Summarize the Armor Holdings earnings release in two sentences.

» **Text block**
»»

JACKSONVILLE, Fla., April 19 /PRNewswire-FirstCall/ -- Armor Holdings, Inc. (NYSE: AH), a leading manufacturer and distributor of military vehicles, vehicle armor systems and life safety and survivability systems serving military, law enforcement, homeland security and commercial markets, announced today financial results for the first quarter ended March 31, 2007.

First Quarter Results

For the first quarter ended March 31, 2007, the Company reported revenue of $889 million, an increase of 100%, compared to $445 million in the first quarter last year. Net income for the first quarter was $36 million or $0.94 per diluted share, versus $41 million or $1.11 per diluted share in the first quarter last year. Earnings before interest, taxes, depreciation and amortization ("EBITDA") for the first quarter increased by 17% to $83 million versus $71 million in the year-ago quarter.

Current quarter results include a long term performance based compensation charge related to a long term performance based award approved by our Board of Directors in the first half of 2005. This award was established exclusively for Messrs. Warren B. Kanders and Robert R. Schiller, the Company's CEO and President, respectively, to align their three-year compensation with Company performance and shareholder interests. As set forth in our shareholder approved 2005 Stock Incentive Plan, and as more fully described in the Company's 2005 and 2006 Proxy Statements, this award becomes payable in the event that the Company achieves within a three year period, both a rolling four-quarter EBITDA of $305 million and a per share closing stock price of $70.00 or more for five consecutive trading days. When established by the Board of Directors, these targets represented compounded annual growth rates over the three-year period of 24% and 14% in EBITDA and Common Stock price, respectively. Given our record first quarter results, the EBITDA target was achieved and the Company now believes that it is probable that the $70.00 per share stock price condition also will be achieved. Net income before long term performance based compensation charge and fully diluted earnings per share before long term performance based compensation charge were $50 million and $1.31 per share, respectively, for the three months ended March 31, 2007, compared to $41 million and $1.11 per share, respectively, for the prior year period.

Following this press release is a reconciliation of net income as reported to EBITDA and net cash (used in)/provided by operating activities to free cash flow for the three months ended March 31, 2007 and 2006.

"Our business continues to expand, as the first quarter financial results indicate," said Robert R. Schiller, President & COO. "Better than anticipated sales and earnings were driven primarily by outperformance from our ground vehicle armoring operations, which benefited from the ongoing demand for armor components, supplemental equipment and spare parts for the military tactical truck fleet. Additionally, our OEM truck business continued to achieve targeted rates of production, and we received significant awards in each product category of our soldier equipment business."

Internal revenue growth, which include increases or decreases in acquired companies' current quarter revenues since the date of acquisition versus the comparable prior year period, was 54%. Internal revenue growth by segment was 68% for the Aerospace & Defense Group, 2% for the Products Group and 12% for the Mobile Security Division from the same period last year.

    --  The Aerospace & Defense Group's internal revenue growth was primarily
        due to higher volumes in ground vehicle armoring operations, where we
        experienced strong demand for basic armor components for the M1151 and
        supplemental armor components, such as motorized gunner protection
        kits and enhanced armored doors.

««

» **Extracted information**
»»

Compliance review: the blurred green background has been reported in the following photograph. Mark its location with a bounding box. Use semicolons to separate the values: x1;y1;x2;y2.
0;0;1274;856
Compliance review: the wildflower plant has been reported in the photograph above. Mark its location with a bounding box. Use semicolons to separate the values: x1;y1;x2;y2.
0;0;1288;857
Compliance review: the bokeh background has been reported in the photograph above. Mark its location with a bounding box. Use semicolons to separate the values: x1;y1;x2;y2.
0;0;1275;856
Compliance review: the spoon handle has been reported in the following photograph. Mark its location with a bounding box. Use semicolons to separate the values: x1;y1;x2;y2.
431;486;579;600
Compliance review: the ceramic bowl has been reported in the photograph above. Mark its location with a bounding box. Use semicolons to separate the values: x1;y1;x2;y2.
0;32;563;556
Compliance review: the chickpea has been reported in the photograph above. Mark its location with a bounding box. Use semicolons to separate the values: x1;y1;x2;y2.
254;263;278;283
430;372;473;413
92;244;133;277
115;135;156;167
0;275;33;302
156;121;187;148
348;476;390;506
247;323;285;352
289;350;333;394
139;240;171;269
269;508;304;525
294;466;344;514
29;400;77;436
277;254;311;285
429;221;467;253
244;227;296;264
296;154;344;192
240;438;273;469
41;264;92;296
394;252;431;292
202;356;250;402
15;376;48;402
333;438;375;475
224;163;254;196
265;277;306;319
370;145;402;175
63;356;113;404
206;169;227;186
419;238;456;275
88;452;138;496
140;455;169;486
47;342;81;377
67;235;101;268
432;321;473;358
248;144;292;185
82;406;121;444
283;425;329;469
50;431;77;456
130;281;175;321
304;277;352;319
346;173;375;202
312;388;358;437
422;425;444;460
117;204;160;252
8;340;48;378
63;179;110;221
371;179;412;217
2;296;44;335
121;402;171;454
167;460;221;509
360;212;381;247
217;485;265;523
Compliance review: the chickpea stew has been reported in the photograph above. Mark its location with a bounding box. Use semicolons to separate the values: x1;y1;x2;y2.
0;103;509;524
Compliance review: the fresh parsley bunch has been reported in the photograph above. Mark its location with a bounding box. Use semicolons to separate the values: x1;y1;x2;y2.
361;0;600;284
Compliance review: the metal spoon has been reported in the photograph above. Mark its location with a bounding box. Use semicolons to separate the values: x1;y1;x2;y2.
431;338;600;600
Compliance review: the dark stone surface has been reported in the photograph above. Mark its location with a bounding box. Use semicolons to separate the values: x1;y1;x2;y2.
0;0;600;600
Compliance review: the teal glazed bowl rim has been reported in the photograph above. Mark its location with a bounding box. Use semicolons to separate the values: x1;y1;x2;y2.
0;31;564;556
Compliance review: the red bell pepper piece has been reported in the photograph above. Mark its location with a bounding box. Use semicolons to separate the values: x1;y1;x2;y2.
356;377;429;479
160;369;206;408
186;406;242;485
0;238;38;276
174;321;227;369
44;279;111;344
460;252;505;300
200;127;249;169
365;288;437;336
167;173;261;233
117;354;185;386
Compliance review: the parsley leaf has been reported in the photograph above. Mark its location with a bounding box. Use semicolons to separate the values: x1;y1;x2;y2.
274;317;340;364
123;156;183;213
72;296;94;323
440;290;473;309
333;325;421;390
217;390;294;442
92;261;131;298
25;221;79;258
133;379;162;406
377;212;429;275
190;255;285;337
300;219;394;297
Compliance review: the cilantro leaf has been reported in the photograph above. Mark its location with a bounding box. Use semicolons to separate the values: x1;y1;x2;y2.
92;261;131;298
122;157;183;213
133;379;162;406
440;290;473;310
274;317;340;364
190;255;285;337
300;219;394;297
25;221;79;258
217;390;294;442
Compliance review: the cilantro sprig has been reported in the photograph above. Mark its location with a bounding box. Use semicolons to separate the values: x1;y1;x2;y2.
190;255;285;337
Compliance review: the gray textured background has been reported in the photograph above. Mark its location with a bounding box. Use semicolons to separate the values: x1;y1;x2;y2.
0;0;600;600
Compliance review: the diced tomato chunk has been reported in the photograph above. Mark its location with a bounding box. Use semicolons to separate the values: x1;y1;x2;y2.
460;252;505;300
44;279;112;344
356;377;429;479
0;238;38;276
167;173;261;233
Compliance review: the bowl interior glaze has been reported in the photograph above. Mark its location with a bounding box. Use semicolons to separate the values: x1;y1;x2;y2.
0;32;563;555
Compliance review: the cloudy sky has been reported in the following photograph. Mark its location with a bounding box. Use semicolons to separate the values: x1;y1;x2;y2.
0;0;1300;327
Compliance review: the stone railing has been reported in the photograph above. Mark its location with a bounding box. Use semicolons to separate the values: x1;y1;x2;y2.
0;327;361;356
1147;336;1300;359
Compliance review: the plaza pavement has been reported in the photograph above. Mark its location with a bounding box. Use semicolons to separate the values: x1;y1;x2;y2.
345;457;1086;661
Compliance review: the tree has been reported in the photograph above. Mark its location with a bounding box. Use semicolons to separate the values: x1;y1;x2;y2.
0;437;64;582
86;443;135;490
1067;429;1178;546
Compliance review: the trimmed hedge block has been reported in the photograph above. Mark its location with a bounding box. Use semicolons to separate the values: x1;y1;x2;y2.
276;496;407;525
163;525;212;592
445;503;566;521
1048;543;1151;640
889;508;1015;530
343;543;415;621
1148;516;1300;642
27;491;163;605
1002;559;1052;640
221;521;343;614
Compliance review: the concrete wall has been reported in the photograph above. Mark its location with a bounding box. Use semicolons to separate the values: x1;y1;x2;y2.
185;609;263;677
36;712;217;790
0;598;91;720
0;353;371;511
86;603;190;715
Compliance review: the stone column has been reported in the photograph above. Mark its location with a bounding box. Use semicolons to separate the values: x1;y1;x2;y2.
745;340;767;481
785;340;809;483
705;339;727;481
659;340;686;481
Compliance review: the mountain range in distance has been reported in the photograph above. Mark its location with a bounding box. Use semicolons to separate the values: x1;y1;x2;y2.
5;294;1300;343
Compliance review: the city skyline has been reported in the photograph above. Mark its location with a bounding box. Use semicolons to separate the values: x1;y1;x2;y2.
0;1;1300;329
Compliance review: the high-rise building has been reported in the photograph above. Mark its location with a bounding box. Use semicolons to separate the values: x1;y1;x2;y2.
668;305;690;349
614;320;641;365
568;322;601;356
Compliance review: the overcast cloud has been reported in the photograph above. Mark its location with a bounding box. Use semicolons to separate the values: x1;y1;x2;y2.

««

» **Solved problem**
Armor Holdings reported first-quarter 2007 revenue of $889 million, up 100% from $445 million a year earlier, while net income fell to $36 million ($0.94 per diluted share) from $41 million and EBITDA rose 17% to $83 million. The results include a charge for a long-term performance award for the CEO and President, and the company says the better-than-expected sales and earnings came mainly from its ground vehicle armoring operations.